Start of Block
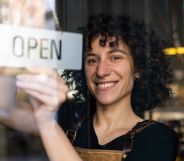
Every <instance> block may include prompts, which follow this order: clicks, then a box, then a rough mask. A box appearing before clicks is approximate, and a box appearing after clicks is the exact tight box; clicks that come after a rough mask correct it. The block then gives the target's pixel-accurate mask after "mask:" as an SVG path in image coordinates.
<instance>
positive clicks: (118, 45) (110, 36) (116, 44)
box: [87, 36, 129, 52]
mask: <svg viewBox="0 0 184 161" xmlns="http://www.w3.org/2000/svg"><path fill="white" fill-rule="evenodd" d="M99 46H101V47H109V48H112V49H113V48H116V49H122V48H123V49H125V50H127V51H129V47H128V46H127V45H126V44H125V43H124V41H123V40H122V39H120V38H117V37H115V36H109V37H105V38H104V37H103V36H96V37H94V38H93V39H92V41H91V45H90V48H88V51H87V52H90V51H93V50H94V49H95V47H99Z"/></svg>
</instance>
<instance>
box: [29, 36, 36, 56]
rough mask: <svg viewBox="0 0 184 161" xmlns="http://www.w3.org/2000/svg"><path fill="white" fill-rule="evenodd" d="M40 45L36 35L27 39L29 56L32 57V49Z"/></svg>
mask: <svg viewBox="0 0 184 161" xmlns="http://www.w3.org/2000/svg"><path fill="white" fill-rule="evenodd" d="M37 46H38V42H37V40H36V39H35V38H34V37H29V38H28V40H27V51H28V58H29V57H30V53H31V51H32V50H35V49H36V48H37Z"/></svg>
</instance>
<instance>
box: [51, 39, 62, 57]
mask: <svg viewBox="0 0 184 161" xmlns="http://www.w3.org/2000/svg"><path fill="white" fill-rule="evenodd" d="M50 46H51V59H52V58H53V52H54V51H55V53H56V56H57V59H58V60H61V56H62V54H61V53H62V52H61V50H62V41H61V40H59V46H58V47H59V48H58V49H57V46H56V42H55V41H54V40H51V44H50Z"/></svg>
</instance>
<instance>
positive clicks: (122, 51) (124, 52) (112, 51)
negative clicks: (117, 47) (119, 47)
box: [108, 48, 128, 55]
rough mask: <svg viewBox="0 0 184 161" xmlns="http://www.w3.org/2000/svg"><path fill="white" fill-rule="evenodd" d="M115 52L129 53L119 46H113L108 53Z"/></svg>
mask: <svg viewBox="0 0 184 161" xmlns="http://www.w3.org/2000/svg"><path fill="white" fill-rule="evenodd" d="M113 52H121V53H123V54H126V55H128V53H127V52H126V51H124V50H121V49H119V48H112V49H111V50H109V52H108V53H109V54H111V53H113Z"/></svg>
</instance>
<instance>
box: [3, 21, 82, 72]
mask: <svg viewBox="0 0 184 161" xmlns="http://www.w3.org/2000/svg"><path fill="white" fill-rule="evenodd" d="M0 45H1V46H0V66H3V67H28V66H33V65H44V66H49V67H51V68H55V69H74V70H80V69H81V66H82V35H81V34H78V33H69V32H58V31H51V30H43V29H35V28H25V27H17V26H10V25H2V24H1V25H0Z"/></svg>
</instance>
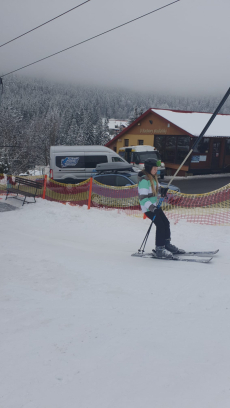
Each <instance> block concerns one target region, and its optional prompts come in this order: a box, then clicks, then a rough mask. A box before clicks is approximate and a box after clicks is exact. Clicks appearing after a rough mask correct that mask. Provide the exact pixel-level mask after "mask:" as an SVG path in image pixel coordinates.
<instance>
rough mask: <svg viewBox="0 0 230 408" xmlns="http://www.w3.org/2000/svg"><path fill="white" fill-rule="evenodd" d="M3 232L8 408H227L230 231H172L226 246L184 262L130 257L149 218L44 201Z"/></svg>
mask: <svg viewBox="0 0 230 408" xmlns="http://www.w3.org/2000/svg"><path fill="white" fill-rule="evenodd" d="M14 201H16V200H9V203H10V204H13V202H14ZM0 222H1V224H0V225H1V250H0V253H1V257H0V279H1V286H0V301H1V307H0V323H1V324H0V338H1V348H0V365H1V371H0V384H1V387H0V388H1V392H0V406H1V407H3V408H15V407H19V408H76V407H77V408H129V407H130V408H140V407H141V408H142V407H144V408H153V407H154V408H174V407H175V408H194V407H196V408H216V407H221V408H229V404H230V364H229V361H230V349H229V338H230V324H229V322H230V296H229V287H230V272H229V257H230V256H229V241H230V240H229V237H230V233H229V231H230V230H229V227H213V226H204V225H198V224H191V223H186V222H185V221H180V222H179V223H178V224H176V225H174V224H173V223H171V229H172V237H173V240H172V241H173V243H175V244H176V245H178V246H179V247H181V248H184V249H186V250H188V251H192V250H199V251H200V250H214V249H217V248H220V252H219V253H218V254H217V255H216V256H215V257H214V258H213V260H212V261H211V263H210V264H193V263H191V264H187V263H184V262H178V263H177V262H170V261H166V262H164V261H158V260H154V259H141V258H135V257H131V254H132V253H133V252H135V251H137V249H138V248H139V247H140V244H141V243H142V241H143V238H144V236H145V234H146V231H147V229H148V226H149V220H145V221H144V220H143V219H141V218H136V217H129V216H126V215H124V214H118V213H117V211H116V210H114V211H103V210H97V209H91V210H90V211H88V210H87V208H86V207H83V208H79V207H72V206H69V205H62V204H59V203H52V202H48V201H45V200H42V199H38V201H37V203H36V204H35V205H34V204H33V205H25V206H24V207H21V208H20V209H19V210H17V211H10V212H4V213H0ZM154 233H155V229H154V227H153V231H152V232H151V235H150V237H149V240H148V243H147V247H146V251H147V252H150V250H151V249H152V248H153V247H154V241H155V238H154Z"/></svg>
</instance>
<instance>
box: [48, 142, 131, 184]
mask: <svg viewBox="0 0 230 408" xmlns="http://www.w3.org/2000/svg"><path fill="white" fill-rule="evenodd" d="M117 162H118V163H119V162H121V163H126V164H128V163H127V162H126V161H125V160H124V159H122V158H121V157H120V156H119V155H118V154H117V153H116V152H114V151H113V150H111V149H109V148H108V147H105V146H51V147H50V178H51V179H53V180H55V181H58V182H59V183H66V184H77V183H81V182H82V181H84V180H87V179H88V178H90V177H91V174H92V171H93V170H95V168H96V165H97V164H99V163H117Z"/></svg>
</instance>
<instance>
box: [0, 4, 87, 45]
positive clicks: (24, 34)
mask: <svg viewBox="0 0 230 408" xmlns="http://www.w3.org/2000/svg"><path fill="white" fill-rule="evenodd" d="M89 1H90V0H87V1H85V2H84V3H81V4H79V5H78V6H75V7H73V8H71V9H70V10H67V11H65V12H64V13H62V14H59V16H56V17H54V18H51V20H48V21H46V22H45V23H43V24H40V25H39V26H37V27H35V28H32V30H29V31H27V32H26V33H24V34H21V35H19V36H18V37H15V38H13V39H12V40H10V41H7V42H6V43H4V44H1V45H0V48H1V47H3V46H4V45H6V44H9V43H10V42H12V41H15V40H17V39H18V38H20V37H23V36H24V35H26V34H29V33H31V32H32V31H34V30H37V29H38V28H40V27H42V26H44V25H45V24H48V23H50V22H51V21H54V20H56V19H57V18H59V17H61V16H64V14H67V13H70V11H73V10H75V9H76V8H78V7H81V6H83V5H84V4H86V3H88V2H89Z"/></svg>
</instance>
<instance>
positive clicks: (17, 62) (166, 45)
mask: <svg viewBox="0 0 230 408" xmlns="http://www.w3.org/2000/svg"><path fill="white" fill-rule="evenodd" d="M82 1H83V0H65V1H63V0H20V1H18V0H1V9H0V44H2V43H4V42H6V41H8V40H10V39H12V38H13V37H15V36H18V35H20V34H22V33H23V32H25V31H27V30H30V29H31V28H34V27H35V26H37V25H39V24H41V23H43V22H45V21H47V20H49V19H51V18H53V17H55V16H56V15H58V14H60V13H63V12H65V11H66V10H68V9H70V8H72V7H74V6H76V5H77V4H80V3H82ZM169 2H170V0H91V1H90V2H89V3H87V4H86V5H84V6H82V7H80V8H78V9H76V10H74V11H72V12H71V13H69V14H67V15H65V16H63V17H61V18H59V19H57V20H55V21H54V22H51V23H50V24H48V25H46V26H44V27H42V28H40V29H38V30H36V31H34V32H32V33H30V34H28V35H26V36H24V37H22V38H21V39H19V40H16V41H14V42H13V43H11V44H8V45H6V46H4V47H2V48H0V75H3V74H5V73H7V72H10V71H12V70H14V69H17V68H20V67H21V66H22V65H26V64H29V63H30V62H33V61H36V60H37V59H39V58H43V57H45V56H47V55H49V54H52V53H54V52H57V51H59V50H61V49H63V48H66V47H69V46H71V45H73V44H75V43H78V42H80V41H83V40H85V39H87V38H89V37H91V36H94V35H97V34H99V33H101V32H103V31H106V30H108V29H110V28H113V27H115V26H117V25H119V24H122V23H124V22H126V21H128V20H131V19H133V18H136V17H138V16H140V15H142V14H145V13H148V12H150V11H152V10H154V9H156V8H158V7H161V6H163V5H165V4H167V3H169ZM229 15H230V1H229V0H181V1H180V2H178V3H175V4H174V5H172V6H170V7H167V8H165V9H163V10H161V11H159V12H157V13H154V14H151V15H149V16H147V17H145V18H143V19H142V20H139V21H136V22H134V23H132V24H130V25H127V26H125V27H122V28H120V29H118V30H116V31H113V32H111V33H108V34H106V35H105V36H102V37H99V38H97V39H94V40H92V41H90V42H88V43H85V44H83V45H80V46H78V47H76V48H73V49H71V50H69V51H66V52H64V53H62V54H60V55H58V56H54V57H52V58H50V59H48V60H46V61H42V62H40V63H38V64H36V65H34V66H31V67H28V68H26V69H24V70H22V71H19V73H17V75H23V76H25V75H28V76H31V77H36V78H39V77H42V78H47V79H54V80H56V81H60V82H73V83H77V84H79V83H84V84H85V83H87V84H94V85H99V86H100V85H103V86H118V87H125V88H129V89H133V90H142V91H151V92H152V91H155V92H162V93H164V94H165V93H167V94H181V95H188V96H189V95H203V96H207V95H214V94H217V95H223V94H224V93H225V92H226V91H227V89H228V88H229V86H230V79H229V72H230V69H229V68H230V53H229V34H230V28H229ZM8 78H9V77H8Z"/></svg>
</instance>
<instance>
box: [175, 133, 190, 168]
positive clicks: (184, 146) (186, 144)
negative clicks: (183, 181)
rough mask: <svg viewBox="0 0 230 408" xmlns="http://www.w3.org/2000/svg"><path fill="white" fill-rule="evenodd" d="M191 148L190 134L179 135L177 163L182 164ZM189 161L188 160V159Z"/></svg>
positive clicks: (177, 150) (176, 155)
mask: <svg viewBox="0 0 230 408" xmlns="http://www.w3.org/2000/svg"><path fill="white" fill-rule="evenodd" d="M189 148H190V137H189V136H178V138H177V155H176V163H178V164H181V163H182V161H183V160H184V159H185V157H186V156H187V154H188V152H189ZM186 162H187V161H186Z"/></svg>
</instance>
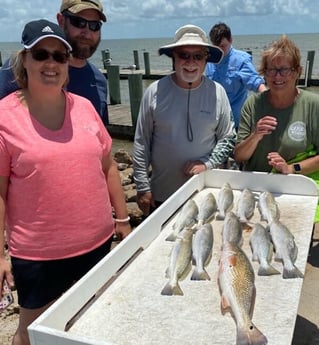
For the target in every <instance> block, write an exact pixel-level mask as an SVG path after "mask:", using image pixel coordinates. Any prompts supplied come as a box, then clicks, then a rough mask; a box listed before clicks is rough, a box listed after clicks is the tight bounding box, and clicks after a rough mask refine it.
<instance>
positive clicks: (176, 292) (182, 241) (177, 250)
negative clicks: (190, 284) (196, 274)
mask: <svg viewBox="0 0 319 345" xmlns="http://www.w3.org/2000/svg"><path fill="white" fill-rule="evenodd" d="M192 239H193V230H192V229H191V228H185V229H183V230H182V231H181V232H180V233H179V234H178V235H177V237H176V240H175V242H174V245H173V248H172V252H171V255H170V262H169V266H168V268H167V270H166V277H167V278H169V281H168V283H167V284H166V285H165V286H164V288H163V290H162V292H161V294H162V295H166V296H172V295H181V296H182V295H184V293H183V291H182V289H181V287H180V286H179V283H178V282H179V280H183V279H185V278H186V276H187V275H188V273H189V272H190V270H191V268H192Z"/></svg>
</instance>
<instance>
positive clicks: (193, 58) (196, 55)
mask: <svg viewBox="0 0 319 345" xmlns="http://www.w3.org/2000/svg"><path fill="white" fill-rule="evenodd" d="M176 55H177V56H178V57H179V59H181V60H189V59H190V58H191V57H192V58H193V60H195V61H202V60H203V59H205V58H207V56H208V53H187V52H176Z"/></svg>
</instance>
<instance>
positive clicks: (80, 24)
mask: <svg viewBox="0 0 319 345" xmlns="http://www.w3.org/2000/svg"><path fill="white" fill-rule="evenodd" d="M63 15H64V16H65V17H67V18H69V20H70V23H71V25H73V26H74V27H76V28H78V29H84V28H86V26H87V25H88V26H89V29H90V30H91V31H94V32H97V31H99V30H100V29H101V27H102V23H101V22H100V21H99V20H86V19H84V18H81V17H78V16H73V15H72V14H70V13H68V12H65V13H63Z"/></svg>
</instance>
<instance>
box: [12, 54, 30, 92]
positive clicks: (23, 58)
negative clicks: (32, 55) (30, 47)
mask: <svg viewBox="0 0 319 345" xmlns="http://www.w3.org/2000/svg"><path fill="white" fill-rule="evenodd" d="M25 53H26V51H25V50H24V49H22V50H19V51H18V52H16V53H15V54H14V55H12V57H11V59H10V62H9V66H10V68H12V71H13V74H14V81H15V82H16V83H17V84H18V86H19V87H20V88H22V89H24V88H26V87H27V86H28V75H27V72H26V70H25V68H24V64H23V62H24V56H25Z"/></svg>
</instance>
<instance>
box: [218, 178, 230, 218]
mask: <svg viewBox="0 0 319 345" xmlns="http://www.w3.org/2000/svg"><path fill="white" fill-rule="evenodd" d="M233 203H234V193H233V190H232V188H231V185H230V184H229V183H228V182H225V183H224V184H223V185H222V186H221V188H220V191H219V193H218V198H217V206H218V215H217V217H216V219H225V216H226V213H227V212H228V211H230V210H231V209H232V208H233Z"/></svg>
End of Block
→ Your task
Copy the lines from the start of the records through the line holding "box: [87, 36, 129, 52]", inclusive, and swap "rough mask" for "coarse mask" with nothing else changed. Leave out the pictures.

→ Answer below
Every <instance> block may include prompts, which follow this order: clicks, then a box, then a coarse mask. A box appearing before clicks is approximate, and a box appearing after clicks is the exact tight box; clicks that come after a coarse mask correct it. The block then gives the target's pixel-accurate mask after "mask:" as an SVG path in image coordinates.
<instance>
positive clicks: (118, 45) (110, 36) (116, 44)
box: [87, 36, 129, 52]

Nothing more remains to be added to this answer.